Locate every line in the listing that contains the string "waterfall", and copy each of those lines. Case counts.
═══
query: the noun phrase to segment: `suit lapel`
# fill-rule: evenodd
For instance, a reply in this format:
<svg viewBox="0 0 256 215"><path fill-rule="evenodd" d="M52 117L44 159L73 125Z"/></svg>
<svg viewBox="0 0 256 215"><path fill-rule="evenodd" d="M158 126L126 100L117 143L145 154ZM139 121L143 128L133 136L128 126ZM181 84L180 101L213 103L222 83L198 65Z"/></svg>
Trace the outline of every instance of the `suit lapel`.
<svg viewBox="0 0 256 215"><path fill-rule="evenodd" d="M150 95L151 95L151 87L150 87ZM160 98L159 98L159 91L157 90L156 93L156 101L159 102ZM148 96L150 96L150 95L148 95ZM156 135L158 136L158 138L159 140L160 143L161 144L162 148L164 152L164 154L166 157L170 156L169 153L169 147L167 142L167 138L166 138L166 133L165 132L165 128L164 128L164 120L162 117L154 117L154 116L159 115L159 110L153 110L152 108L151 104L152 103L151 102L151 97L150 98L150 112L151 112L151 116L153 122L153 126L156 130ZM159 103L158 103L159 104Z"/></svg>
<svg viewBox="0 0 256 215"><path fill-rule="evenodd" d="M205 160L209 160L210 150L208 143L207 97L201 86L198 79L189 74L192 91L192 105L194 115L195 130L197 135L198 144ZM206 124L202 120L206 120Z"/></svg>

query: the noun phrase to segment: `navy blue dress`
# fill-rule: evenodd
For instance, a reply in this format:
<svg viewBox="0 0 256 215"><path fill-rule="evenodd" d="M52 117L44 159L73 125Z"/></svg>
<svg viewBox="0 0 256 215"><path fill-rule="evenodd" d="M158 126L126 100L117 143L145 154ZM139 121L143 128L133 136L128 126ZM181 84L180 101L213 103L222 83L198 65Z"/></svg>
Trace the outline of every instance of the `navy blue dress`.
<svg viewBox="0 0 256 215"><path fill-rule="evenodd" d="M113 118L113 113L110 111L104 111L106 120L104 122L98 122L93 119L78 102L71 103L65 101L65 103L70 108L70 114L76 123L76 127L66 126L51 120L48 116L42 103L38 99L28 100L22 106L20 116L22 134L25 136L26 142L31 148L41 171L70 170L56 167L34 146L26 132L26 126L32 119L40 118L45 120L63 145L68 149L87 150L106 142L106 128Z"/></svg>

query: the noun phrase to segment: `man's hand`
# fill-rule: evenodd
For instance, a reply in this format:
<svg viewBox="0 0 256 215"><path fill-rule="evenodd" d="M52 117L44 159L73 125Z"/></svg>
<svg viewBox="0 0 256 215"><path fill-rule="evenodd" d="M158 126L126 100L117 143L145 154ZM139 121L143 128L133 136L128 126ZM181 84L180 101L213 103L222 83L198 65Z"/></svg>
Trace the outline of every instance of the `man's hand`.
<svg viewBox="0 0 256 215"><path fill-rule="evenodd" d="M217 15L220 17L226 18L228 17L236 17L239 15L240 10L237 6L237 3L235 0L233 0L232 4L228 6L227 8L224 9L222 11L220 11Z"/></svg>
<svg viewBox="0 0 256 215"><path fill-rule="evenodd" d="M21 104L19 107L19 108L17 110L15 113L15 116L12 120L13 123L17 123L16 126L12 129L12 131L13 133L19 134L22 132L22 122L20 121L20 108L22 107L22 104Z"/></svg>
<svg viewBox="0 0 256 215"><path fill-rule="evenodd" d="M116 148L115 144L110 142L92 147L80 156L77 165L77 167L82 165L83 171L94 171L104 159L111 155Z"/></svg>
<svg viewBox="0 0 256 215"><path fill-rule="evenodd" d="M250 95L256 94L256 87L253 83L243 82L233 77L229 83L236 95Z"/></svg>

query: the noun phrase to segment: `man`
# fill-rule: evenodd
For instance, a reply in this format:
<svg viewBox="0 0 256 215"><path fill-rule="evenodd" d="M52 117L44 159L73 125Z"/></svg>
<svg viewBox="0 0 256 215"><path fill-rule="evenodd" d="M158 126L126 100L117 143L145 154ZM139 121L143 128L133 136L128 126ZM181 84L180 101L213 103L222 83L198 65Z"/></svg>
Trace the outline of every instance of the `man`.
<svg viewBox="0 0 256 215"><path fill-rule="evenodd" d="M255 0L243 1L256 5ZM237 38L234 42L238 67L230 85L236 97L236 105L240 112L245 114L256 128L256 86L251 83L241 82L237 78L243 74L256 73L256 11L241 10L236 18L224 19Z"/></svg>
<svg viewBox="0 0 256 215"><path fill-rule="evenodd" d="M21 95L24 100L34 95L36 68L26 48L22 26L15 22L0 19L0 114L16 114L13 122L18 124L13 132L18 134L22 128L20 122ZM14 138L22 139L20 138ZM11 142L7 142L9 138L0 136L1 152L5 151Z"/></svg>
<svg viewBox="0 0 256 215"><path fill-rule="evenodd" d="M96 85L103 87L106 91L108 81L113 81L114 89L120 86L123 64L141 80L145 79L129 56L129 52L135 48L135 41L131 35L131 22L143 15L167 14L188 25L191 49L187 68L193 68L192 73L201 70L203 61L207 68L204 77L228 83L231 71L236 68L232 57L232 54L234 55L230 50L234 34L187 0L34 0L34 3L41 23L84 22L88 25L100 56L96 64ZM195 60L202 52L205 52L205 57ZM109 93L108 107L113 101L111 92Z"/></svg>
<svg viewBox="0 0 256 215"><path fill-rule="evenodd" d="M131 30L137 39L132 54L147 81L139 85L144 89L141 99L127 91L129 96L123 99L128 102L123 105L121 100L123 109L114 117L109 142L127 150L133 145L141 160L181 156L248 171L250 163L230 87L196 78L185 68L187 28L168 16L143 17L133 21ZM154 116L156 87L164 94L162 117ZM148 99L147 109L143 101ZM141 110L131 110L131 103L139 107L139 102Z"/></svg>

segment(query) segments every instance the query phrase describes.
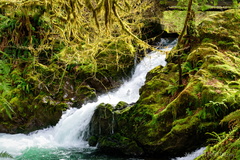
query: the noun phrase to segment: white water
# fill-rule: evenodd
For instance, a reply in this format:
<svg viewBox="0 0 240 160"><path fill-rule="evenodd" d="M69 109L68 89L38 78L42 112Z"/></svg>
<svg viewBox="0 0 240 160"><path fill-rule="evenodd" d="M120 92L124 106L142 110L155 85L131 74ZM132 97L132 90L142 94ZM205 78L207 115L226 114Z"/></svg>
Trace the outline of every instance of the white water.
<svg viewBox="0 0 240 160"><path fill-rule="evenodd" d="M171 50L174 43L176 41L169 48L162 50ZM166 65L165 55L159 52L151 52L136 66L132 78L125 81L118 90L101 95L98 97L97 102L87 103L80 109L71 108L67 110L54 127L38 130L29 135L0 134L0 152L6 151L15 157L31 148L87 147L84 136L87 134L88 125L96 106L100 103L116 105L119 101L136 102L139 98L139 89L145 82L147 72L158 65Z"/></svg>

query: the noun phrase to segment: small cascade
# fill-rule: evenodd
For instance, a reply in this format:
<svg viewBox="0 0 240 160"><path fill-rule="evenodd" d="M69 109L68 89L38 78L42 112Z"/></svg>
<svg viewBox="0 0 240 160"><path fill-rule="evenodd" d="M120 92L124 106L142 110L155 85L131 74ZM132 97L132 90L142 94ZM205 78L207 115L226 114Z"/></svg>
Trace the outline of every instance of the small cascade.
<svg viewBox="0 0 240 160"><path fill-rule="evenodd" d="M163 51L170 51L176 40L170 44L162 39ZM151 52L136 66L132 78L123 85L107 94L101 95L96 102L84 104L80 109L70 108L54 127L25 134L0 134L0 151L6 151L13 156L19 156L33 148L87 148L85 141L94 110L101 103L116 105L119 101L134 103L139 98L139 89L145 82L147 73L158 65L165 66L165 55ZM49 151L50 152L50 151Z"/></svg>

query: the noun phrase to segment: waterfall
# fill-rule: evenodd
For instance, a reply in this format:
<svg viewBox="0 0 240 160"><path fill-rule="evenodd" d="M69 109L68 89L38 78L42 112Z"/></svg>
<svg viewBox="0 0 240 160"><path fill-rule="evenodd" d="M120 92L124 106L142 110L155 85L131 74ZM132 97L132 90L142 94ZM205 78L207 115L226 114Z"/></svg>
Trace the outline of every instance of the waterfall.
<svg viewBox="0 0 240 160"><path fill-rule="evenodd" d="M168 45L166 45L168 44ZM169 51L176 44L170 44L162 39L159 48ZM6 151L14 157L33 148L86 148L84 137L87 135L91 117L100 103L116 105L119 101L136 102L139 98L139 89L145 82L146 74L158 65L166 65L165 55L151 52L136 66L132 78L125 81L115 91L101 95L96 102L84 104L80 109L70 108L61 117L56 126L26 134L0 134L0 152Z"/></svg>

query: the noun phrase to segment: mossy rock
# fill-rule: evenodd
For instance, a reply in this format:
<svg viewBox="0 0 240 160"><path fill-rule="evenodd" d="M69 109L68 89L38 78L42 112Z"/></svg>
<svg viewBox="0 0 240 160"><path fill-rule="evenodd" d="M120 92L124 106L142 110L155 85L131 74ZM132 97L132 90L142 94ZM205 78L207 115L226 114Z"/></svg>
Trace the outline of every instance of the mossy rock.
<svg viewBox="0 0 240 160"><path fill-rule="evenodd" d="M140 99L118 115L116 123L121 127L116 134L137 141L144 154L160 157L195 150L206 145L206 132L225 129L219 125L221 119L240 107L240 63L237 52L217 41L224 39L239 45L239 32L235 33L239 30L239 16L233 15L239 15L239 11L226 11L200 24L200 43L194 44L184 59L185 67L189 63L189 69L194 71L184 73L181 90L176 89L178 67L174 54L165 67L148 73ZM234 27L225 24L230 21ZM226 28L218 29L219 24ZM206 38L213 40L209 43Z"/></svg>

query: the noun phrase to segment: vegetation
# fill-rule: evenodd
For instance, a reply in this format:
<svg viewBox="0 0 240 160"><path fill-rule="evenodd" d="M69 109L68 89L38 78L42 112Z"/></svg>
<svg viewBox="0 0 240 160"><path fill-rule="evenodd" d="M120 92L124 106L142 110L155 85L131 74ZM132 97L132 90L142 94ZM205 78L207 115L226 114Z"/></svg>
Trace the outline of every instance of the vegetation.
<svg viewBox="0 0 240 160"><path fill-rule="evenodd" d="M67 102L80 106L118 86L148 46L142 28L158 23L154 3L1 0L0 130L53 125Z"/></svg>
<svg viewBox="0 0 240 160"><path fill-rule="evenodd" d="M238 158L239 10L210 16L196 27L198 4L205 10L207 1L178 2L187 7L186 18L167 66L147 75L136 104L121 102L116 110L101 104L95 114L103 124L98 117L92 121L106 130L89 141L114 153L174 156L212 136L207 158L225 151ZM153 49L146 42L159 37L146 33L152 23L160 23L156 4L0 0L0 132L54 125L69 104L79 107L117 87L137 53ZM0 157L11 155L1 152Z"/></svg>

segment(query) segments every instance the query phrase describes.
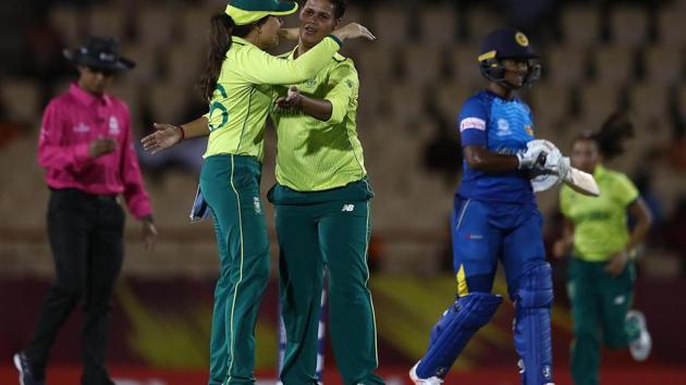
═══
Written reply:
query: the noun phrase to segment: waterfall
Trace the outline of every instance of the waterfall.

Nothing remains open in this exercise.